__Your task__. Using the listing below, retype the line bearing "of the armored" and each line after it, word for word, and nothing further.

__Material for this task__.

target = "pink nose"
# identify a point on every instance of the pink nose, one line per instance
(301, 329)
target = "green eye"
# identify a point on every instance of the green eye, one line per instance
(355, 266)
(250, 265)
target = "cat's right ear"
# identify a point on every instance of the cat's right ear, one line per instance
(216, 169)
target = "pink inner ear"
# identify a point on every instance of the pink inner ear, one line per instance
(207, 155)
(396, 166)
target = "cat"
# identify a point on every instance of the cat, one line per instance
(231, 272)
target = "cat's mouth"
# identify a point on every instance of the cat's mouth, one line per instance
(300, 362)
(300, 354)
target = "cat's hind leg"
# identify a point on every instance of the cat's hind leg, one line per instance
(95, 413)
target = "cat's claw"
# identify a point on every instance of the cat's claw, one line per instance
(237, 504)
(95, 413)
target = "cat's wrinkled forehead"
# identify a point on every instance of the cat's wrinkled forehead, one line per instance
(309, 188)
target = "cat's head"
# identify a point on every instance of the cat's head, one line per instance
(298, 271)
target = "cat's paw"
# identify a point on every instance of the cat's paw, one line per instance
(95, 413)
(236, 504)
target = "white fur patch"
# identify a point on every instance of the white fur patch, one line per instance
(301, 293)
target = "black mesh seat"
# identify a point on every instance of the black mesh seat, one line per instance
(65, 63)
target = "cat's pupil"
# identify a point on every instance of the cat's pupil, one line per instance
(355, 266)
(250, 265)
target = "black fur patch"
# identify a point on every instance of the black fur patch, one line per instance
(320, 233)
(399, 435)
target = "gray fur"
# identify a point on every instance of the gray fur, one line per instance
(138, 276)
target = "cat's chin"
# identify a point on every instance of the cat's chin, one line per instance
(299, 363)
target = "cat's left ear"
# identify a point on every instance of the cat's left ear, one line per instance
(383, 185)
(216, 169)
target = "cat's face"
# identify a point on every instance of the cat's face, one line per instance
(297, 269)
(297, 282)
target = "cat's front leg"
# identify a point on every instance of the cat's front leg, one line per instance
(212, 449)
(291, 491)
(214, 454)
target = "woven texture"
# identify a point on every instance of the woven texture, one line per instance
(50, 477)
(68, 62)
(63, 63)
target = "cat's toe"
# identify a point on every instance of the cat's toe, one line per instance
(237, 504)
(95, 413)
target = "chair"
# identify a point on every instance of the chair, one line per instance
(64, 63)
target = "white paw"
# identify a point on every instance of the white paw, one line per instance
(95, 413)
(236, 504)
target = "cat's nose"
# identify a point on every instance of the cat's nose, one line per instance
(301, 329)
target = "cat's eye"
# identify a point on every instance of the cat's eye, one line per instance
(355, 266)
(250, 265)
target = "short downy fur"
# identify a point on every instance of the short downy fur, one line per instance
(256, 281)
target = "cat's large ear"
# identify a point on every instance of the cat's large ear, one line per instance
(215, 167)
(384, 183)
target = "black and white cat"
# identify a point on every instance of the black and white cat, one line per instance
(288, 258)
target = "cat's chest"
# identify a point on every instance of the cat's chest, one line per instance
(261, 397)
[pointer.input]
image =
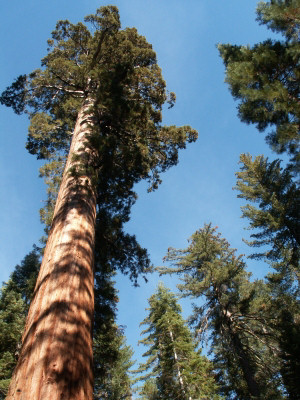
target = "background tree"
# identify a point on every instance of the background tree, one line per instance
(180, 371)
(232, 311)
(103, 88)
(12, 319)
(265, 78)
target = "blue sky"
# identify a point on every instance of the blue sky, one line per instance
(184, 35)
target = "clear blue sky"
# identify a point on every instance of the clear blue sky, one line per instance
(199, 189)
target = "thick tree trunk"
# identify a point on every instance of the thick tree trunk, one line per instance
(55, 362)
(177, 366)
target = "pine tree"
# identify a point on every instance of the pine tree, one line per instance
(180, 372)
(102, 90)
(265, 78)
(12, 319)
(276, 222)
(232, 311)
(276, 216)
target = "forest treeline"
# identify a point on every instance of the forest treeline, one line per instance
(101, 92)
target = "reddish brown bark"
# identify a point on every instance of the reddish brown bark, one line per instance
(56, 357)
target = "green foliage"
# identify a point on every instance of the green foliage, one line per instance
(265, 78)
(277, 196)
(115, 71)
(232, 311)
(176, 369)
(112, 357)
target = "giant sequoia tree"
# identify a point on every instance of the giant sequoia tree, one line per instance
(175, 369)
(98, 98)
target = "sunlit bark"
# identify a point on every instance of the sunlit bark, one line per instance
(56, 357)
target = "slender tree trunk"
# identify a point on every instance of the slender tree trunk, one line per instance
(55, 362)
(245, 363)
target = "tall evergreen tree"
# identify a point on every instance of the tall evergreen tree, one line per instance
(102, 90)
(274, 215)
(180, 372)
(265, 78)
(12, 319)
(232, 311)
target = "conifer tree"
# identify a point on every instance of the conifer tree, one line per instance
(273, 214)
(265, 78)
(179, 371)
(232, 311)
(276, 222)
(12, 319)
(102, 90)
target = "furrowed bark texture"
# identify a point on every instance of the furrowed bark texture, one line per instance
(56, 357)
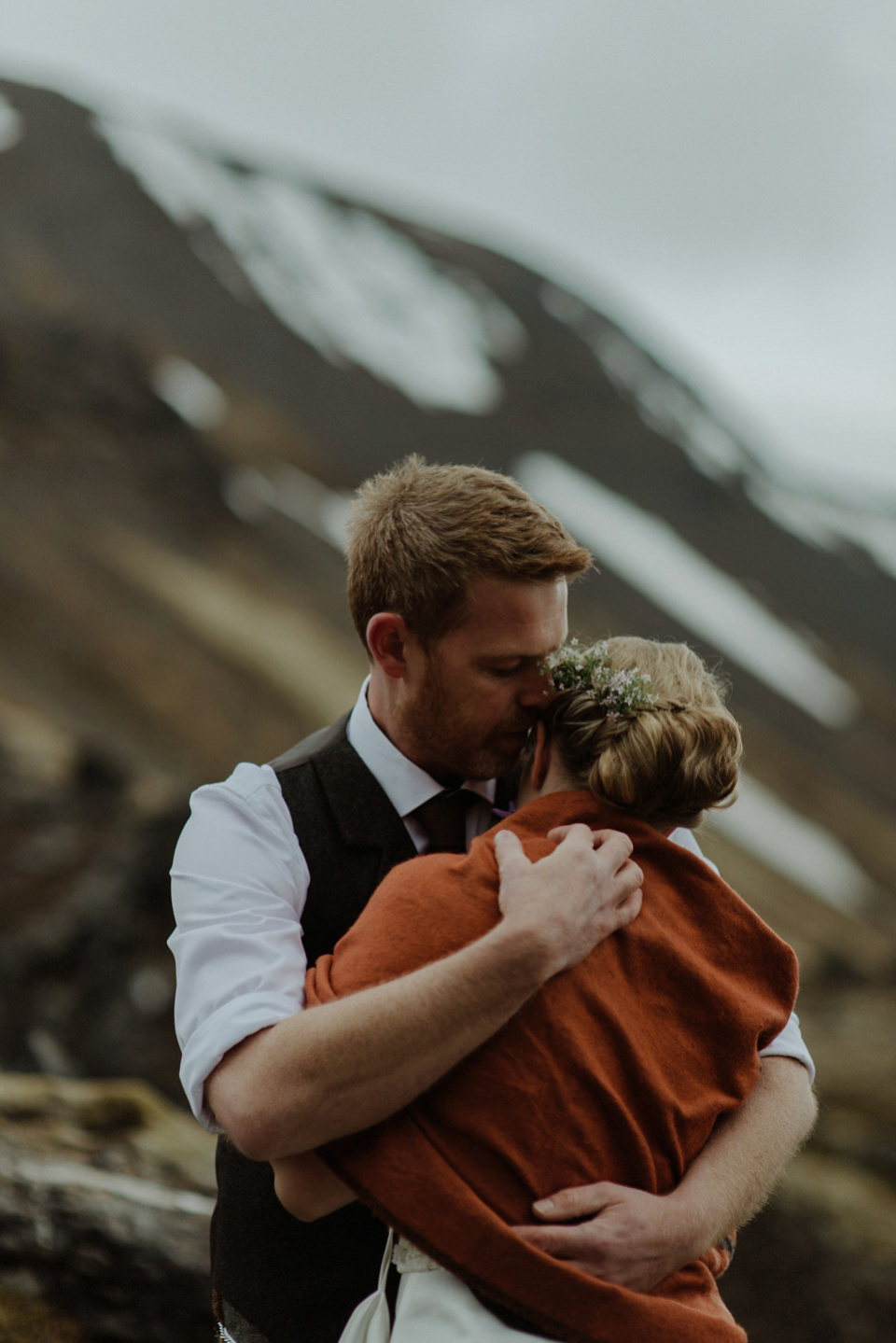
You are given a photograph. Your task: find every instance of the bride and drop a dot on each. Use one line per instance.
(618, 1070)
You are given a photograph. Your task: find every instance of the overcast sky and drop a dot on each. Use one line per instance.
(719, 176)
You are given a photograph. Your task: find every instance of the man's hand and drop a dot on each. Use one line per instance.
(577, 896)
(632, 1238)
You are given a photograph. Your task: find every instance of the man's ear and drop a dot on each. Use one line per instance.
(541, 758)
(387, 639)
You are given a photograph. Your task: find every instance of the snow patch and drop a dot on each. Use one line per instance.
(193, 395)
(649, 555)
(794, 846)
(251, 495)
(663, 401)
(342, 278)
(828, 524)
(11, 125)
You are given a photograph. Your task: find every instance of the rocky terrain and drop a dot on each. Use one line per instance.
(198, 360)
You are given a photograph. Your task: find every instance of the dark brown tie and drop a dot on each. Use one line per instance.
(443, 819)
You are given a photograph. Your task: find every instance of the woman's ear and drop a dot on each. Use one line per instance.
(541, 758)
(387, 642)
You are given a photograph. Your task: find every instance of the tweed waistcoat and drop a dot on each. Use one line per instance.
(296, 1281)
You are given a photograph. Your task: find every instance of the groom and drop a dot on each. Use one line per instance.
(457, 586)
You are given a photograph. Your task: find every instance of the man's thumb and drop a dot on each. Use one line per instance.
(508, 850)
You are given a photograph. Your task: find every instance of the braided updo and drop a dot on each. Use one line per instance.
(666, 761)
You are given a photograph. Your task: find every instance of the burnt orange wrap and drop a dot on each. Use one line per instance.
(617, 1070)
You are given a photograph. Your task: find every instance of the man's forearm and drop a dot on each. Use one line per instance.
(635, 1239)
(337, 1068)
(742, 1163)
(348, 1064)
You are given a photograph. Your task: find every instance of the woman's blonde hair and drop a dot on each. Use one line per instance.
(418, 535)
(666, 762)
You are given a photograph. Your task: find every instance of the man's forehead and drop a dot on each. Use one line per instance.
(514, 620)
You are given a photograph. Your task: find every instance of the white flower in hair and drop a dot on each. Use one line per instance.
(620, 693)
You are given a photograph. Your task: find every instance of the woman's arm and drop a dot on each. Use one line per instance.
(308, 1187)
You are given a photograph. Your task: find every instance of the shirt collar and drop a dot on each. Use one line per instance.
(403, 782)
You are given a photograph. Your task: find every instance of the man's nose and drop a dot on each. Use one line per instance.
(535, 691)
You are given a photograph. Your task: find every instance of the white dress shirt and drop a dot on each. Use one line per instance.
(239, 884)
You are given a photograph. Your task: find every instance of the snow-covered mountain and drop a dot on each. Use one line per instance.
(199, 360)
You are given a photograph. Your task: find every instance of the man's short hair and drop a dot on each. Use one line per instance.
(418, 535)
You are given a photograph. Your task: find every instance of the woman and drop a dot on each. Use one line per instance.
(618, 1070)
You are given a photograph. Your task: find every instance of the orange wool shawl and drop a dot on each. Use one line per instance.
(617, 1070)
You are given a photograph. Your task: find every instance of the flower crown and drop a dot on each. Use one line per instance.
(620, 693)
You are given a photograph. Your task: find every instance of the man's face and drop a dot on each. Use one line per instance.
(474, 694)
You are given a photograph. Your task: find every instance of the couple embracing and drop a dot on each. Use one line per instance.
(624, 1076)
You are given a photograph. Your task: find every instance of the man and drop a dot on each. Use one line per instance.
(457, 587)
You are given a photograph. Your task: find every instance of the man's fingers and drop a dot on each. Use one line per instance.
(508, 850)
(596, 837)
(581, 1201)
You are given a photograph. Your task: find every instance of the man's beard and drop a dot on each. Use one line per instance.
(442, 734)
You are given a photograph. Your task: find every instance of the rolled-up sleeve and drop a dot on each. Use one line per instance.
(238, 892)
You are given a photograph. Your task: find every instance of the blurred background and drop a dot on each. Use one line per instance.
(638, 259)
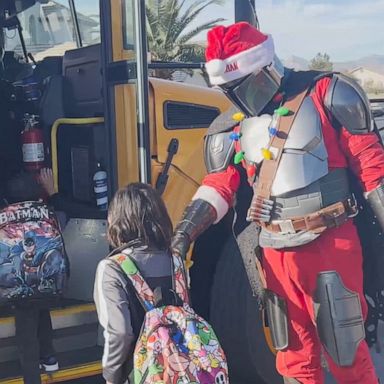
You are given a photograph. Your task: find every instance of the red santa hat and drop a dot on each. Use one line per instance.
(236, 51)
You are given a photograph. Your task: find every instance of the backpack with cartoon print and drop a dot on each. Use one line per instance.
(175, 345)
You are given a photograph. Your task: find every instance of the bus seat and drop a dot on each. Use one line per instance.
(83, 82)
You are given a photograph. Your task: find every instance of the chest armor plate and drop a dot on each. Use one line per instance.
(304, 159)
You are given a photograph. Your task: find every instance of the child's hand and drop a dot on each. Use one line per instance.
(46, 181)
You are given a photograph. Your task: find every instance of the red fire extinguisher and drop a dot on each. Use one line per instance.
(32, 141)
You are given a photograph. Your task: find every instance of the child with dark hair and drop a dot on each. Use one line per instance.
(139, 225)
(34, 334)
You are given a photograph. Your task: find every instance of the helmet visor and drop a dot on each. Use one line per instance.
(253, 92)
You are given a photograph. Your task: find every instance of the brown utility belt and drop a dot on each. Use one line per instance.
(330, 217)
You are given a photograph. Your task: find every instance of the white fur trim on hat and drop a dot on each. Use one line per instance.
(241, 64)
(210, 195)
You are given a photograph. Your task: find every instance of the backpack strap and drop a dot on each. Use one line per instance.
(143, 291)
(179, 278)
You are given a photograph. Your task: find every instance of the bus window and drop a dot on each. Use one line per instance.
(47, 30)
(88, 16)
(128, 25)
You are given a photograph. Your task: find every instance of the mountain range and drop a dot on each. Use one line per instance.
(374, 63)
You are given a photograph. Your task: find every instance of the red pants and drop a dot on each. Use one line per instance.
(292, 275)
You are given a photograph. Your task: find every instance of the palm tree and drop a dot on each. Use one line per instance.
(170, 31)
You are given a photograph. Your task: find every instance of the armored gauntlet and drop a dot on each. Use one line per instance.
(376, 201)
(197, 217)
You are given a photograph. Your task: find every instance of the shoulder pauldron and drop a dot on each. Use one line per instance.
(218, 152)
(348, 104)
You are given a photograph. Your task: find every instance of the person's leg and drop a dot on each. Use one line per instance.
(336, 250)
(26, 322)
(45, 335)
(301, 360)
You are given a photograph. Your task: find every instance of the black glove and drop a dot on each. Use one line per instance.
(197, 217)
(180, 244)
(375, 199)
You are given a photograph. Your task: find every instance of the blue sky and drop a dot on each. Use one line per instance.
(345, 29)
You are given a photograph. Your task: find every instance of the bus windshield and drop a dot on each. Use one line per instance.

__Reply__.
You are given a photograph. Your task: find every instance of the armored gauntlet and drop a dot on each. Use one line per instance.
(376, 201)
(197, 217)
You are given a photograph. Your task: find every instance of the shoulder pauldron and drop a dot on each. Use one line per instance.
(218, 152)
(348, 104)
You are given a photograph. Your task: find every instance of the person's leg and drop a dot on each. Use one line per instance.
(336, 250)
(26, 322)
(45, 335)
(301, 360)
You are given a photograph. Your task: find every instance of the black glove and drop a dot on each. Use one line per instance.
(197, 217)
(180, 244)
(375, 199)
You are given a photograph. Your task: find every instance of the blue sky and drop a dot on each. Use one line per instance.
(345, 29)
You are given a photograph. Your task: find every instance of the bus windshield and drop a dot on each. Use one line per instance.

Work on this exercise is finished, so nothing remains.